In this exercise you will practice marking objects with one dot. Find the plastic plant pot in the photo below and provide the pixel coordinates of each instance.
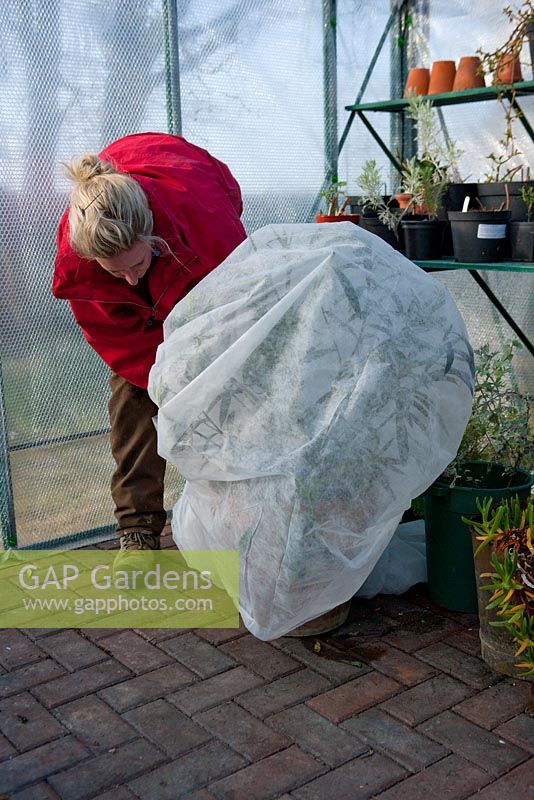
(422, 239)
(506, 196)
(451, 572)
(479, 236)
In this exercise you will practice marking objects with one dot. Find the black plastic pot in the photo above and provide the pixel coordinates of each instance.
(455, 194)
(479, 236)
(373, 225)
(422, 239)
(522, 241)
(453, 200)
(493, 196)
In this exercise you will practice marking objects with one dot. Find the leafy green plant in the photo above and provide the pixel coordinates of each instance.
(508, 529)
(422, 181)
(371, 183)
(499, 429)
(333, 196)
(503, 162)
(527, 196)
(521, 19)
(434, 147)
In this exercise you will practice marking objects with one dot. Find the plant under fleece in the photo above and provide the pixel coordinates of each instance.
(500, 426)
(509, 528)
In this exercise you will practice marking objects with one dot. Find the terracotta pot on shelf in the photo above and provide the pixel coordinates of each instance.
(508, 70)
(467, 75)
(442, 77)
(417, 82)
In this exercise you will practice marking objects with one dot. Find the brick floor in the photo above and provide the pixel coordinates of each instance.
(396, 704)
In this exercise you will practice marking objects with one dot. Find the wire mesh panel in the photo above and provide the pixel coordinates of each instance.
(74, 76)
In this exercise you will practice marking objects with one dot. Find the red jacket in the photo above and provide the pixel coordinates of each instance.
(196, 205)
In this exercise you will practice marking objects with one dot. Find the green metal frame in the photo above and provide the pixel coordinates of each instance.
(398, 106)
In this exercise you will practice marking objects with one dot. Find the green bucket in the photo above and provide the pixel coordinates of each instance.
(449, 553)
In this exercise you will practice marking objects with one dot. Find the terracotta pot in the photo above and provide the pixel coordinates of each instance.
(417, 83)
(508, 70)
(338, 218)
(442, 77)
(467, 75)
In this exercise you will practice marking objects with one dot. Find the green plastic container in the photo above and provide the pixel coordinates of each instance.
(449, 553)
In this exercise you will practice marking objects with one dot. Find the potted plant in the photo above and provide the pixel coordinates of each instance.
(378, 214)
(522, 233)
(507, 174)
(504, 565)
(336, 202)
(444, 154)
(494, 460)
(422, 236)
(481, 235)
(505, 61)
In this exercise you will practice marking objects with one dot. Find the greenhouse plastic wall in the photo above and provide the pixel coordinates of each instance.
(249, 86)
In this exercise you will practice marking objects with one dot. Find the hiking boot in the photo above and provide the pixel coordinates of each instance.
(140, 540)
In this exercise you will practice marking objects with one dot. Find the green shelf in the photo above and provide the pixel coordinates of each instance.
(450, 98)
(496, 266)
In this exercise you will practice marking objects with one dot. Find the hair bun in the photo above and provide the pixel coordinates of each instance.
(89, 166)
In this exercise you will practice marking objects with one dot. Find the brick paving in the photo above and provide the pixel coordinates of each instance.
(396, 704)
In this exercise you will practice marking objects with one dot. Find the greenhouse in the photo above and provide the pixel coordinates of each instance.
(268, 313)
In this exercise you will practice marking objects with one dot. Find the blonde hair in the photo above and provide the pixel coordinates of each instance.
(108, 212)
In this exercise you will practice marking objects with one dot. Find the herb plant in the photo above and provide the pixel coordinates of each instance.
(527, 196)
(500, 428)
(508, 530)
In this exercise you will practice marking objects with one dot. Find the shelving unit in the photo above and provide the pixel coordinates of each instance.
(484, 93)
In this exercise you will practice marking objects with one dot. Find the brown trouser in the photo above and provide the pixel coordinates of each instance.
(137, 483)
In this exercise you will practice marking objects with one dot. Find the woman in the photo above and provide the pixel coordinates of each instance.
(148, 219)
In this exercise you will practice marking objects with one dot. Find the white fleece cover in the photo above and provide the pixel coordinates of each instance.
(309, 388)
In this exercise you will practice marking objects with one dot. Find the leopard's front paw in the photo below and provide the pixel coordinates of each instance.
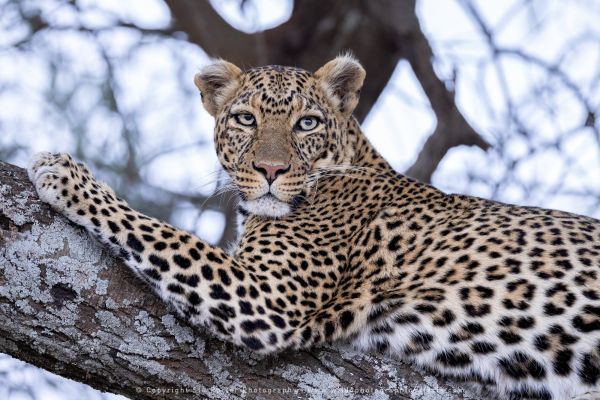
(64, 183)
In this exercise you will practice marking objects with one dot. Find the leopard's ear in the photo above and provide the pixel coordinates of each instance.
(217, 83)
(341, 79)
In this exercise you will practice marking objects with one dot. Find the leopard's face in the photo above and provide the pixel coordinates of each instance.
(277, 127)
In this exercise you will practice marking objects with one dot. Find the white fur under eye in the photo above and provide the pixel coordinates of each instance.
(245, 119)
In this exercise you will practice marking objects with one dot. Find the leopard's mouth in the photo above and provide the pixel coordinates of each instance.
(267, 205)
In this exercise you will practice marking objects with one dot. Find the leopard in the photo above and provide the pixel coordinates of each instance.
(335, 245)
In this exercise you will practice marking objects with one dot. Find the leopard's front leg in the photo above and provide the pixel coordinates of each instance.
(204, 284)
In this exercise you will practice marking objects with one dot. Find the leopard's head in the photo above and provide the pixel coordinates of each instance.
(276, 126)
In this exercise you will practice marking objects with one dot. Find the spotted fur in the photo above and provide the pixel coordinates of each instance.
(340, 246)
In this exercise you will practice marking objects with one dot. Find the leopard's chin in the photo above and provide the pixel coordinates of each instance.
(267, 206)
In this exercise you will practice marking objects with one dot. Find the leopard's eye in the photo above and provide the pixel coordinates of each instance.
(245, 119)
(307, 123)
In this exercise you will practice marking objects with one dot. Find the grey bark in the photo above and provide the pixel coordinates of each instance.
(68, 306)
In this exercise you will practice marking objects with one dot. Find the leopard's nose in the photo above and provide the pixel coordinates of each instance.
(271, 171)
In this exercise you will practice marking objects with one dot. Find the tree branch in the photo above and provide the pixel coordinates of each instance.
***
**WHAT TO DO**
Give back the entries verbatim but drop every picture.

**RESULT OF THE TASK**
In this exercise you will practice marking objects with one dot. Find the plastic plant pot in the photo below and provide the pixel coordinates of each instance.
(422, 239)
(506, 196)
(451, 572)
(479, 236)
In this exercise you will practice marking objects with one dot. Find the black plastic pot in the photo above and provide the pixel coordinates of each instance.
(455, 194)
(479, 236)
(373, 225)
(422, 239)
(522, 241)
(453, 200)
(493, 196)
In this exercise you will practice marking objects with one dot. Find the leafy green plant in the photo above and provide the pixel coordinates of each instance.
(508, 529)
(422, 181)
(371, 183)
(499, 429)
(333, 196)
(503, 162)
(527, 196)
(521, 19)
(434, 147)
In this exercise you will practice marking objects with one dot. Find the plant under fleece in the photo above and provide the pixel coordinates of each instance.
(500, 426)
(509, 528)
In this exercise you will practice marking objects with one dot. Find the terracotta pot on shelf in the photo above and provide the pixel coordinates of each instance.
(508, 70)
(467, 75)
(442, 77)
(417, 82)
In this exercise you will practice marking objects with one dot. Find the brick floor in the photo above and provide the pixel coordinates of each instance.
(396, 704)
In this exercise you will practice marking objects with one dot. Find the wire mesh panel in the photo above and provide the pixel coordinates of each instance.
(74, 76)
In this exercise you will practice marking objects with one dot. Find the red jacket in the photo above and provide the pixel coordinates of each instance.
(196, 205)
In this exercise you will practice marking objects with one dot. Find the green metal frame in the photo above and provide the pixel coordinates of each instance.
(398, 106)
In this exercise you will practice marking objects with one dot. Find the green bucket in the photo above and provide the pixel coordinates of each instance.
(449, 553)
In this exercise you will practice marking objects with one dot. Find the terracotta pot in the photo above and provide the pixel coordinates of each instance.
(417, 83)
(508, 70)
(338, 218)
(442, 77)
(467, 75)
In this exercise you will practice marking objects with one dot. Find the green plastic container in the photo above and provide the pixel coordinates of each instance.
(449, 553)
In this exercise you will practice marking objects with one dot. Find the potted plant in the photo above and provide the pixel coordinates of each instance.
(378, 214)
(522, 233)
(507, 174)
(504, 565)
(336, 202)
(444, 154)
(494, 460)
(422, 236)
(481, 235)
(505, 61)
In this exercise you will practice marking objects with one dot. Find the greenhouse plastic wall in the photo above and provide the pixel coordinates of each instance.
(249, 86)
In this exercise you will practice marking objects with one dot. Find the hiking boot in the photo above and provide the pixel coordinates of each instance.
(140, 540)
In this exercise you will practice marking objects with one dot. Find the green shelf in the photo above and provide the pixel coordinates of each instance.
(450, 98)
(496, 266)
In this exercise you will practice marking objects with one dot. Find the hair bun in the photo above and provide the pixel coordinates of each instance.
(89, 166)
In this exercise you will practice marking objects with one dot. Find the brick paving in the photo above and provide the pixel coordinates of each instance.
(396, 704)
In this exercise you will practice marking objects with one dot. Find the greenhouse in the photo above and provide the pixel coordinates of each instance.
(268, 313)
In this exercise you will practice marking objects with one dot. Find the blonde hair in the photo above and provide the pixel coordinates of each instance.
(108, 212)
In this exercise you will practice marking objects with one dot. Find the herb plant in the photo above and provide the pixel coordinates of each instance.
(527, 196)
(500, 428)
(508, 530)
In this exercise you will practice marking objects with one dot. Find the shelving unit in the photo above and provide the pixel coordinates of each instance.
(484, 93)
In this exercise you will practice marking objects with one dot. Find the brown trouser in the photo above and provide the pixel coordinates of each instance.
(137, 483)
In this exercise you will practice marking objects with one dot. Find the woman in the photo above and provide the pixel coordinates of each instance.
(148, 219)
In this exercise you will practice marking objects with one dot. Find the white fleece cover in the photo above and provide the pixel coordinates of each instance.
(309, 388)
In this exercise you will practice marking objects with one dot. Find the leopard's front paw in the photo below and provide the pixel coordinates of each instance.
(64, 183)
In this exercise you will practice marking objects with one dot. Find the leopard's ear in the photo above and provide the pixel coordinates of each instance.
(217, 83)
(341, 79)
In this exercise you will practice marking objects with one dot. Find the leopard's face in the photo above and provide the pixel coordinates of each instance.
(277, 127)
In this exercise you will practice marking objects with one dot. Find the white fur under eye in the photo above and provide the pixel coordinates of each instance.
(245, 119)
In this exercise you will practice marking objects with one dot. Find the leopard's mouth in the photo above and provide the pixel coordinates of each instance.
(267, 205)
In this exercise you will practice marking objects with one dot. Find the leopard in the photo above and provide the pixel coordinates of each instance.
(335, 245)
In this exercise you will practice marking objects with one dot. Find the leopard's front leg in the photo above and provide the pixel coordinates of each instance.
(204, 284)
In this exercise you will practice marking objects with one dot. Find the leopard's head in the photo above and provide the pixel coordinates of each instance.
(276, 126)
In this exercise you will practice marking objects with one dot. Find the spotted fur in the photo above and provide the pixel coordinates of each instance.
(340, 246)
In this exercise you will practice marking objects with one dot. Find the leopard's chin in the photo above and provide the pixel coordinates of each instance.
(267, 206)
In this exercise you will practice marking objects with one dot. Find the leopard's eye in the photo above and provide the pixel coordinates of each instance.
(245, 119)
(307, 123)
In this exercise you will practice marking objects with one dot. Find the grey bark in the photo above and provide the pixel coordinates of each instance.
(68, 306)
In this exercise you will practice marking objects with one dot. Find the leopard's nose in the photo above and provide the pixel coordinates of each instance.
(271, 171)
In this exercise you will practice marking objects with one dot. Find the tree branch in the photo above and provide the pixel coordinates of each instance.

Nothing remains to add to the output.